**Task to carry out:** Drop the pictures from the entries below, then reproduce the rest exactly.

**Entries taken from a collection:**
------------------------------------------------

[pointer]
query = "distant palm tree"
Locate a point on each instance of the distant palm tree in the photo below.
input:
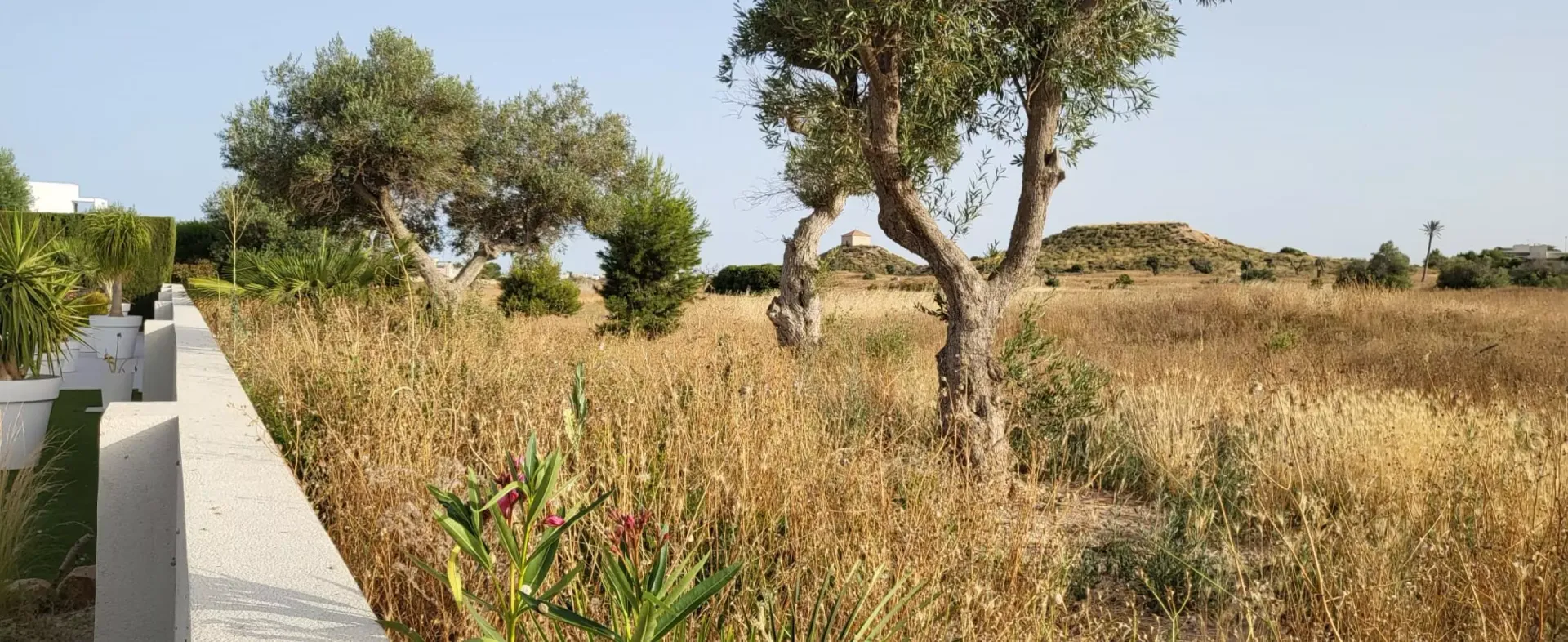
(1432, 230)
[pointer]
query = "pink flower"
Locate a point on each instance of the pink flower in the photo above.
(513, 497)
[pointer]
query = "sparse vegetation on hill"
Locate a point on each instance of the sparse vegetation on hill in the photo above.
(869, 258)
(1120, 247)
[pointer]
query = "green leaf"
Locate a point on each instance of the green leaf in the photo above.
(468, 542)
(688, 601)
(402, 630)
(571, 619)
(490, 631)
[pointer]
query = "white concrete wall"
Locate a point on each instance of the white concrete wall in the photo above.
(252, 561)
(138, 490)
(56, 197)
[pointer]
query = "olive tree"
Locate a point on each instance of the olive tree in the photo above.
(388, 141)
(1032, 73)
(809, 100)
(543, 163)
(15, 192)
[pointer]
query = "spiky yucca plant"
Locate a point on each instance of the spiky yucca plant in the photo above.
(333, 269)
(118, 239)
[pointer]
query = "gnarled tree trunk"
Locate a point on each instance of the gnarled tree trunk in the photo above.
(443, 291)
(969, 403)
(797, 310)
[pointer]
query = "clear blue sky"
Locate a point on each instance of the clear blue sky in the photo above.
(1330, 124)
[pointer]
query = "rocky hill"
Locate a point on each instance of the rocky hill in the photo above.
(1125, 247)
(869, 258)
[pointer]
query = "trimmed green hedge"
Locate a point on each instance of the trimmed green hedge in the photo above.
(156, 269)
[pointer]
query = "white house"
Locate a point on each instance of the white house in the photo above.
(61, 198)
(1535, 252)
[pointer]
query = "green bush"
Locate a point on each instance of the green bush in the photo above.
(196, 240)
(154, 269)
(199, 269)
(93, 303)
(1258, 274)
(745, 280)
(535, 288)
(1051, 396)
(651, 256)
(1388, 267)
(1540, 274)
(1465, 274)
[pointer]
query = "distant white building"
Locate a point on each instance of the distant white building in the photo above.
(1535, 252)
(857, 238)
(61, 198)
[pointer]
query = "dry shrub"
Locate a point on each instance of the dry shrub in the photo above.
(1392, 475)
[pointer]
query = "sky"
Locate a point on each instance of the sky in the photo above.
(1327, 124)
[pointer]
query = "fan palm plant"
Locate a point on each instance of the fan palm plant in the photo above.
(334, 269)
(35, 289)
(1432, 230)
(118, 239)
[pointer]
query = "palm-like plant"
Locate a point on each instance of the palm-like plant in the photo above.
(35, 311)
(333, 269)
(118, 239)
(1432, 230)
(836, 614)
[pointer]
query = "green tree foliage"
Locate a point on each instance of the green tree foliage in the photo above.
(35, 292)
(535, 288)
(1034, 74)
(196, 240)
(545, 163)
(1540, 274)
(651, 256)
(15, 195)
(1470, 274)
(334, 269)
(745, 280)
(1432, 230)
(118, 239)
(386, 141)
(361, 141)
(1388, 269)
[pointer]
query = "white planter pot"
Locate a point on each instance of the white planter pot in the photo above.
(24, 420)
(115, 337)
(117, 386)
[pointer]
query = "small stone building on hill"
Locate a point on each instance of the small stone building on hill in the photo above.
(857, 238)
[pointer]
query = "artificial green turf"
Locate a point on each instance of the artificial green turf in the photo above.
(71, 510)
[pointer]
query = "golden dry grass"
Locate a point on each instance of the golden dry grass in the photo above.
(1316, 463)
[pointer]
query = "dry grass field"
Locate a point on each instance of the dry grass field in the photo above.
(1261, 461)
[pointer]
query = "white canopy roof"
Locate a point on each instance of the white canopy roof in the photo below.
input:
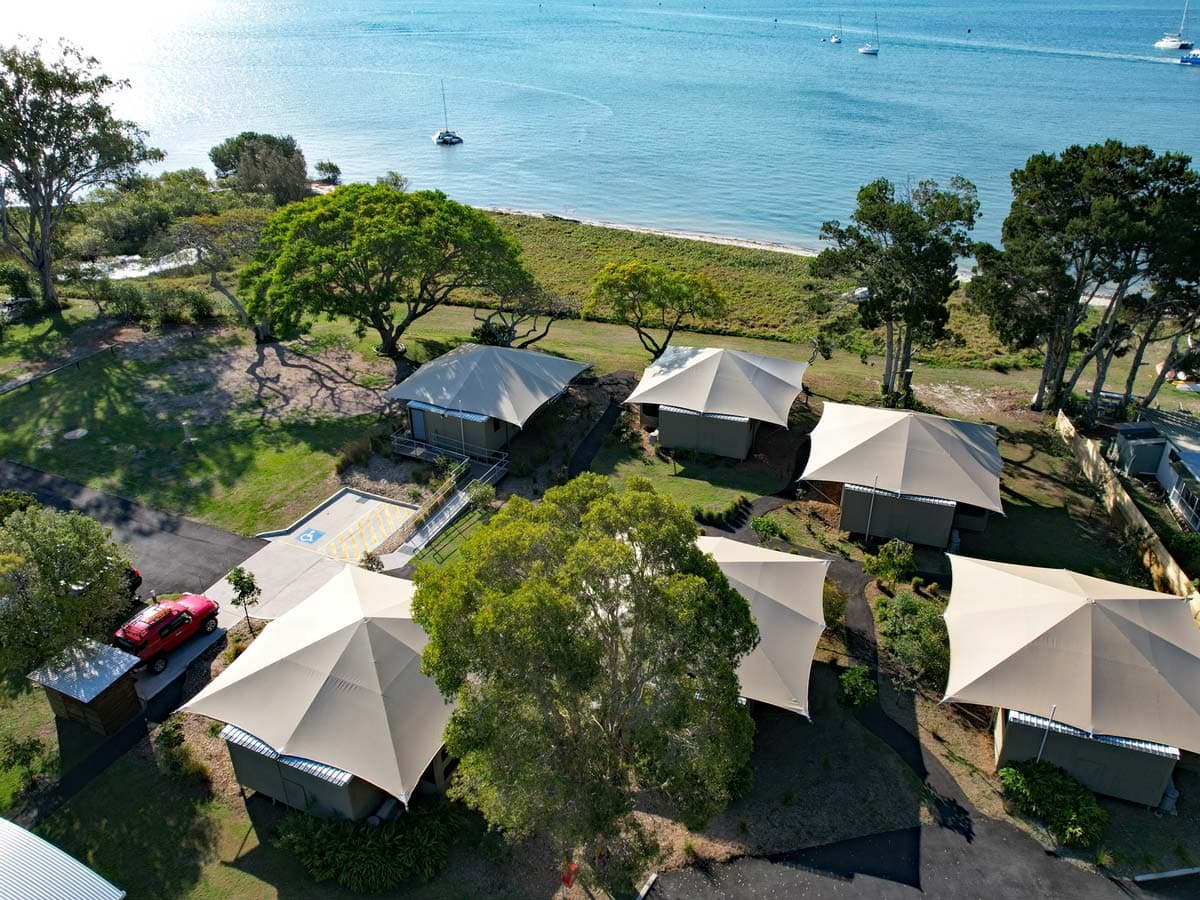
(1114, 659)
(337, 679)
(499, 382)
(712, 381)
(909, 453)
(785, 595)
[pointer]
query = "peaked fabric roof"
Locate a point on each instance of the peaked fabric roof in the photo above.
(785, 595)
(709, 379)
(499, 382)
(1114, 659)
(909, 453)
(34, 869)
(337, 679)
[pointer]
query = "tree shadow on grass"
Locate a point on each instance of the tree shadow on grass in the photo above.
(144, 831)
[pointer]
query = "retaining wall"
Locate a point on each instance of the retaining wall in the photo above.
(1156, 557)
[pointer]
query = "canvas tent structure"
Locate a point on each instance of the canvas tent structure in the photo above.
(34, 869)
(93, 684)
(713, 400)
(336, 684)
(909, 475)
(1116, 667)
(475, 399)
(785, 594)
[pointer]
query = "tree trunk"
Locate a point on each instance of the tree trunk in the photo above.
(215, 282)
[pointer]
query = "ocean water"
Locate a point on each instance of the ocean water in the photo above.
(729, 117)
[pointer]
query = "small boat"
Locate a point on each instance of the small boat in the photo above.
(1175, 40)
(445, 137)
(873, 49)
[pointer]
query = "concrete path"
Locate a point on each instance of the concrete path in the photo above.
(173, 553)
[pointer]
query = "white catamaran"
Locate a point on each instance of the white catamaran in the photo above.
(1175, 40)
(445, 137)
(873, 49)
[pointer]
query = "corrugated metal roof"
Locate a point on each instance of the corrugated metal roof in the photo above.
(443, 411)
(85, 671)
(918, 498)
(34, 869)
(331, 774)
(719, 417)
(1144, 747)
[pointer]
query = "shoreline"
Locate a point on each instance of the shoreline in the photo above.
(725, 240)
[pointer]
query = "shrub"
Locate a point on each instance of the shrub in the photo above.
(833, 603)
(857, 687)
(1044, 791)
(766, 527)
(894, 563)
(12, 501)
(912, 630)
(174, 753)
(370, 859)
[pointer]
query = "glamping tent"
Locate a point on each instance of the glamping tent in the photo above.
(1108, 673)
(474, 399)
(333, 695)
(712, 400)
(785, 593)
(909, 475)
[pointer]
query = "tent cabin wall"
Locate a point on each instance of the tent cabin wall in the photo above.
(107, 713)
(1122, 772)
(909, 519)
(301, 790)
(450, 431)
(707, 435)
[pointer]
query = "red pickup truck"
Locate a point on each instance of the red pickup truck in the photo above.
(161, 628)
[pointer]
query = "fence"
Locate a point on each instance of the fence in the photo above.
(1156, 557)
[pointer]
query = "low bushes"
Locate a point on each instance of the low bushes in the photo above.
(912, 630)
(370, 859)
(723, 516)
(1047, 792)
(857, 687)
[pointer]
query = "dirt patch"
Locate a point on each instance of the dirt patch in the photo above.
(271, 381)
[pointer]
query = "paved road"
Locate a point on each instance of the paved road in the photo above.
(173, 553)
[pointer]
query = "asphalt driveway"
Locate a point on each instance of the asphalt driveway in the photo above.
(173, 553)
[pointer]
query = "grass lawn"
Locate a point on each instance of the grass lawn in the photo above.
(237, 474)
(24, 714)
(709, 483)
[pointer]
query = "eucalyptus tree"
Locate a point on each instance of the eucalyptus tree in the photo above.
(904, 246)
(58, 139)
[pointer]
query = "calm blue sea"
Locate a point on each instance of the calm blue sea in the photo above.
(726, 115)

------------------------------------------------

**Task output:**
[pointer]
query = "distant palm tree"
Locate a point on each instance of the distant palm tree in the photo below.
input:
(1432, 230)
[pointer]
query = "pink flower"
Locate a point on each instance of the pink flower in the photo above.
(513, 497)
[pointer]
query = "sparse vegetation on hill"
Locate a point on each instance of the sparse vegetation on hill in the photo above.
(869, 258)
(1120, 247)
[pointer]
query = "green leaf"
Locate a point on each instance of the green leaf in the photo above.
(468, 542)
(688, 601)
(402, 630)
(571, 619)
(490, 631)
[pointer]
query = "white concrete wall"
Locate a point on each instance of the white concrete wall in the photo above.
(252, 561)
(138, 490)
(56, 197)
[pointer]
query = "olive tree"
Locate a point on each instance of the olive tree in the photo above.
(388, 141)
(1032, 73)
(809, 100)
(543, 163)
(15, 192)
[pointer]
query = "spiky yucca plant"
Locate a point on each instance of the spiky yucca plant in the photo above.
(333, 269)
(118, 239)
[pointer]
query = "gnarled tree trunk"
Locate a point on each instance of the gnarled tree trunk in the photo above.
(443, 291)
(969, 403)
(797, 310)
[pointer]
query = "clear blue sky"
Locate a point on each instance of the clear blue sky in the photo above.
(1330, 124)
[pointer]
query = "rocky hill"
Locate a point on each instance of the rocky hill in the photo above.
(1125, 247)
(869, 258)
[pointer]
query = "trimmed green hedge"
Locate a point on each instance of the trimmed green hedge in the photo above.
(156, 269)
[pointer]
query = "white house"
Locate a point on each instance of the white house in the photo above.
(61, 198)
(1535, 252)
[pointer]
query = "green bush"
Locate a point on each instance of the green bush in the photo above.
(196, 240)
(154, 269)
(199, 269)
(93, 303)
(1258, 274)
(745, 280)
(535, 288)
(1051, 396)
(651, 256)
(1388, 267)
(1540, 274)
(1465, 274)
[pointer]
query = "distant white building"
Locate a point on each instance of the distant white building in the photo above.
(1535, 252)
(857, 238)
(61, 198)
[pointer]
query = "dry shrub"
Locate a point on each instance of the dry shrub in the photo above.
(1392, 475)
[pointer]
query = "sky"
Locate a point on each instance of the sky in the photo above.
(1327, 124)
[pointer]
query = "fan palm plant"
Locate a point on each instance of the fan palm plant in the photo above.
(334, 269)
(35, 289)
(1432, 230)
(118, 239)
[pointer]
query = "palm-like plant"
Locate a point on each instance of the palm-like plant in the photo above.
(35, 311)
(333, 269)
(118, 239)
(1432, 230)
(836, 614)
[pointer]
query = "green tree foliage"
Locate a point on each instance of the green tree foliage in the photo above.
(35, 292)
(535, 288)
(1034, 74)
(196, 240)
(545, 163)
(1540, 274)
(651, 256)
(15, 195)
(1470, 274)
(334, 269)
(745, 280)
(1432, 230)
(118, 239)
(386, 141)
(361, 141)
(1388, 269)
[pointer]
query = "white planter pot"
Locate a point on each instance of the white planter pot in the photo above.
(24, 420)
(115, 337)
(117, 386)
[pointer]
query = "small stone building on hill"
Locate a point on each instance of the small stone building on hill in the photo above.
(857, 238)
[pointer]
query = "artificial green turf"
Locate a point on each instance of the artificial green turf in the photo above.
(71, 510)
[pointer]
query = "golden dry grass"
Locate a point on each instance of the golden dry grass in the photo above.
(1316, 463)
[pointer]
query = "dry grass field"
Locate a point on each instance of the dry grass field in the photo above.
(1261, 461)
[pointer]
query = "white canopy roof"
Locate a point on each instance of the white canopy roof in the photo below.
input:
(1114, 659)
(337, 679)
(499, 382)
(712, 381)
(909, 453)
(785, 595)
[pointer]
query = "peaked fabric roof"
Locate a point on each instance of the peaked fabric roof in the photo above.
(785, 595)
(709, 379)
(499, 382)
(1114, 659)
(909, 453)
(34, 869)
(337, 679)
[pointer]
query = "tree shadow on grass"
Locate a point on each instance of the tree shadow on grass in the photo above.
(144, 831)
[pointer]
query = "retaining wall"
Locate a point on each instance of the retaining wall in the photo above.
(1156, 557)
[pointer]
query = "canvas tent structure"
Locate a point on each instance of the canvas tent structure in the photo above.
(34, 869)
(93, 684)
(713, 400)
(336, 684)
(909, 475)
(1116, 667)
(475, 399)
(785, 594)
[pointer]
query = "tree trunk"
Locate a point on each instance of the tree trunk in the photo above.
(215, 282)
[pointer]
query = "ocean water"
Locate a point on each instance of the ocean water in the photo above.
(729, 117)
[pointer]
query = "small boat"
Locate a point on each instance of the small boat in the photo above.
(1175, 40)
(445, 137)
(873, 49)
[pointer]
query = "concrete path"
Locate a point on each instance of the concrete path in the photo above.
(173, 553)
[pointer]
query = "white catamaran"
Locate a point on each instance of the white catamaran in the photo above.
(1175, 40)
(445, 137)
(873, 49)
[pointer]
query = "corrugated metal roof"
Locate a point on each instance of the corrugated metal roof in the photo above.
(443, 411)
(85, 671)
(918, 498)
(34, 869)
(331, 774)
(719, 417)
(1144, 747)
[pointer]
query = "shoreline"
Locate a point on each instance of the shoreline in the photo above.
(725, 240)
[pointer]
query = "shrub"
Locate a point on each instance of the shrub in the photo above.
(833, 603)
(857, 687)
(1044, 791)
(766, 527)
(894, 563)
(12, 501)
(912, 630)
(174, 753)
(370, 859)
[pointer]
query = "glamping tent"
Locate a point on each instance of the glamping tent in the photo above.
(1108, 673)
(474, 399)
(333, 695)
(712, 400)
(785, 593)
(909, 475)
[pointer]
query = "tent cabin wall"
Locate a point on each instance of the tent cabin wall in the photo above.
(107, 713)
(1122, 772)
(909, 519)
(301, 790)
(450, 431)
(707, 435)
[pointer]
query = "red pickup truck"
Locate a point on each instance of the red pickup truck in the photo above.
(161, 628)
[pointer]
query = "fence"
Locate a point on each instance of the fence in the photo above.
(1156, 557)
[pointer]
query = "low bushes"
Locate a point on each instance of the low bushes in the photo above.
(912, 630)
(370, 859)
(723, 516)
(1047, 792)
(857, 687)
[pointer]
query = "dirt patch"
Locate a point on each instance of the dirt patch in the photo above.
(271, 381)
[pointer]
query = "paved road"
Locate a point on each instance of the paved road in the photo above.
(173, 553)
[pointer]
query = "asphalt driveway"
Locate a point on each instance of the asphalt driveway in the photo above.
(173, 553)
[pointer]
query = "grass lawn"
Locate a point on each instance of the grass lawn in the photo above.
(237, 474)
(24, 714)
(709, 483)
[pointer]
query = "eucalyptus tree"
Locate a point on each instance of the eucalyptus tree in the photo above.
(904, 246)
(58, 139)
[pointer]
query = "calm blue sea"
Locate a point on each instance of the calm blue sea in the photo above.
(726, 115)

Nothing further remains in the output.